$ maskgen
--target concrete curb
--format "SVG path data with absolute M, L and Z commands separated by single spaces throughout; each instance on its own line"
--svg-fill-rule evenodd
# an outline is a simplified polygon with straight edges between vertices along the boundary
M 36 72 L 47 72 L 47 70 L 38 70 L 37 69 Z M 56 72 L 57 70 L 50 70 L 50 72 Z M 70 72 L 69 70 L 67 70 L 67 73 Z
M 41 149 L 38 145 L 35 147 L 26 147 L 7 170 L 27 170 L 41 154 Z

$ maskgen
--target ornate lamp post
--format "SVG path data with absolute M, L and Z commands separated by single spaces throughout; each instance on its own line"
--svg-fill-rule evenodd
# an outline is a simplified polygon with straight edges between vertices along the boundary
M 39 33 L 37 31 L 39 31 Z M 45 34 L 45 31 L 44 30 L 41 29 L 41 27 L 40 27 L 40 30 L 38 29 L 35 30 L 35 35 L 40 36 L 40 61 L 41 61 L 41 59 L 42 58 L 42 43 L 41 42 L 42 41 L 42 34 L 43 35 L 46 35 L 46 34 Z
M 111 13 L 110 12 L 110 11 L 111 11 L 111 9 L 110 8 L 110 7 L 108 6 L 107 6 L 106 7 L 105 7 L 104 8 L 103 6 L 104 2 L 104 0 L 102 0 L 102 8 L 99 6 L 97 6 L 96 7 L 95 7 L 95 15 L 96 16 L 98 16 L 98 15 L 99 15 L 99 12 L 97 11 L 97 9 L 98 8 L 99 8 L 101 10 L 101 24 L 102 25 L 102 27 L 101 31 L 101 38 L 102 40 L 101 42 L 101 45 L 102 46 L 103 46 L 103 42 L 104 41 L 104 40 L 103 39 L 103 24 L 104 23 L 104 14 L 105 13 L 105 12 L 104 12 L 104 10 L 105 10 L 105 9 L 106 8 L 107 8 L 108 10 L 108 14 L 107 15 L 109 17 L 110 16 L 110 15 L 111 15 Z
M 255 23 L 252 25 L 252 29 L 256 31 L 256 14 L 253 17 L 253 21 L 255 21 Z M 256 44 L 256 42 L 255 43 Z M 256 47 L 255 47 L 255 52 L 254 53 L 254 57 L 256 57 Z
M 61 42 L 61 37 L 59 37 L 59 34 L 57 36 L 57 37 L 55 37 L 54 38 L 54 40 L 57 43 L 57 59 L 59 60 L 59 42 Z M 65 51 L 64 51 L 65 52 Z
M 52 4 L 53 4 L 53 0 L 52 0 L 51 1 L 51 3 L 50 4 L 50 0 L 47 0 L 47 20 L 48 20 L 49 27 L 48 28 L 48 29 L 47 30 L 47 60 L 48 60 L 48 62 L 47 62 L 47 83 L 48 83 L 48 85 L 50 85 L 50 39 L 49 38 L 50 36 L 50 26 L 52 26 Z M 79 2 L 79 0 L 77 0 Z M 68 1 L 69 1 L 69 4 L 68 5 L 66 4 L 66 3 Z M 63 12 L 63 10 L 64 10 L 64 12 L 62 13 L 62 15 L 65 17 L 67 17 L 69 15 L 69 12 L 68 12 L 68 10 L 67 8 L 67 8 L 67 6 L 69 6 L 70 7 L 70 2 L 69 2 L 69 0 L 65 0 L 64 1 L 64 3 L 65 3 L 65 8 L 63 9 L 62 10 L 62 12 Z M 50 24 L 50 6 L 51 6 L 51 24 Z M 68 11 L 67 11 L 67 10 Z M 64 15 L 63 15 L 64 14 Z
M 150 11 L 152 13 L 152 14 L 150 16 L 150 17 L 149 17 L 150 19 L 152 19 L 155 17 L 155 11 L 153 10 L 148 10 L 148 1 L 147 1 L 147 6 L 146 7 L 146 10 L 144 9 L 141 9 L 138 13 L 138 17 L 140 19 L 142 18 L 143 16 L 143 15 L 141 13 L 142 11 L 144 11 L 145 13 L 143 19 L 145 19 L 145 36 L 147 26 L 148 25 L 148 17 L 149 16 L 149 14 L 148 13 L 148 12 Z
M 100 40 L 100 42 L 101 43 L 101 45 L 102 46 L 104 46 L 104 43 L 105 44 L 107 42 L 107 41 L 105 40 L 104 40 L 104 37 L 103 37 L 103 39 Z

◆ Brief ◆
Lay out every line of the listing above as a Markdown table with the columns "Row" and "Line", numbering the rows in order and leaving out blank lines.

◆ Answer to this problem ◆
| Row | Line |
|---|---|
| 1 | $ maskgen |
| 2 | --target concrete curb |
| 3 | --format "SVG path data with absolute M, L and Z commands separated by single spaces throughout; each instance on its own line" |
| 4 | --svg-fill-rule evenodd |
| 5 | # an outline is a simplified polygon with straight edges between vertices along the boundary |
| 6 | M 36 72 L 47 72 L 47 70 L 38 70 L 37 69 Z M 56 72 L 57 70 L 50 70 L 50 72 Z M 70 72 L 69 70 L 67 70 L 67 73 Z |
| 7 | M 41 149 L 38 145 L 35 147 L 26 147 L 7 170 L 27 170 L 41 154 Z |
| 8 | $ maskgen |
| 9 | --target ornate lamp post |
| 10 | --format "SVG path data with absolute M, L and Z commands separated by single spaces throughout; each instance on its own line" |
| 11 | --svg-fill-rule evenodd |
| 12 | # an outline is a simplified polygon with straight edges between vertices along the boundary |
| 13 | M 39 33 L 37 31 L 39 31 Z M 45 34 L 45 31 L 44 30 L 41 29 L 41 27 L 40 27 L 40 30 L 38 29 L 35 30 L 35 35 L 40 36 L 40 61 L 41 61 L 41 59 L 42 58 L 42 43 L 41 42 L 42 41 L 42 34 L 43 35 L 46 35 L 46 34 Z |
| 14 | M 111 13 L 110 12 L 110 11 L 111 11 L 111 9 L 110 8 L 110 7 L 108 6 L 107 6 L 106 7 L 105 7 L 104 8 L 103 6 L 104 2 L 104 0 L 102 0 L 102 8 L 99 6 L 97 6 L 96 7 L 95 7 L 95 15 L 96 16 L 98 16 L 98 15 L 99 15 L 99 12 L 97 11 L 97 9 L 98 8 L 99 8 L 101 10 L 101 24 L 102 25 L 102 27 L 101 31 L 101 38 L 102 40 L 101 42 L 101 45 L 102 46 L 103 46 L 103 42 L 104 41 L 104 40 L 103 39 L 103 24 L 104 23 L 104 14 L 105 13 L 105 12 L 104 12 L 104 10 L 105 10 L 105 9 L 106 8 L 107 8 L 108 10 L 108 14 L 107 15 L 109 17 L 110 16 L 110 15 L 111 15 Z |
| 15 | M 255 23 L 252 25 L 252 29 L 256 31 L 256 14 L 253 17 L 253 21 L 255 21 Z M 256 44 L 256 42 L 255 43 Z M 256 47 L 255 47 L 255 52 L 254 53 L 254 57 L 256 57 Z |
| 16 | M 61 42 L 61 37 L 59 37 L 59 34 L 57 36 L 57 37 L 55 37 L 54 38 L 54 40 L 57 43 L 57 59 L 59 60 L 59 42 Z M 65 51 L 64 51 L 65 52 Z |
| 17 | M 52 4 L 53 4 L 53 0 L 52 0 L 51 1 L 51 3 L 50 4 L 50 0 L 47 0 L 47 20 L 48 20 L 49 27 L 48 28 L 48 29 L 47 30 L 47 60 L 48 60 L 48 62 L 47 62 L 47 83 L 48 83 L 48 85 L 50 85 L 50 39 L 49 38 L 50 36 L 50 26 L 52 26 Z M 79 2 L 79 0 L 77 0 Z M 68 1 L 69 1 L 69 4 L 68 5 L 66 4 L 66 3 Z M 63 12 L 63 10 L 64 10 L 64 12 L 62 13 L 62 15 L 65 17 L 67 17 L 69 15 L 69 12 L 68 12 L 68 10 L 67 8 L 67 8 L 67 6 L 69 6 L 70 7 L 70 2 L 69 2 L 69 0 L 65 0 L 64 1 L 64 3 L 65 3 L 65 8 L 63 9 L 62 10 L 62 12 Z M 50 24 L 50 6 L 51 6 L 51 24 Z M 68 11 L 67 11 L 67 10 Z M 64 15 L 63 15 L 64 14 Z |
| 18 | M 150 11 L 152 13 L 152 14 L 150 16 L 150 17 L 149 17 L 150 19 L 152 19 L 155 17 L 155 11 L 153 10 L 148 10 L 148 1 L 147 1 L 147 6 L 146 7 L 146 10 L 144 9 L 141 9 L 138 13 L 138 17 L 140 19 L 142 18 L 143 16 L 143 15 L 141 13 L 142 11 L 144 11 L 145 13 L 143 19 L 145 19 L 145 36 L 147 26 L 148 25 L 148 17 L 149 16 L 149 14 L 148 13 L 148 12 Z |
| 19 | M 100 40 L 100 42 L 101 43 L 101 45 L 102 46 L 104 46 L 104 43 L 105 44 L 107 42 L 107 41 L 105 40 L 104 40 L 104 37 L 103 37 L 103 39 Z |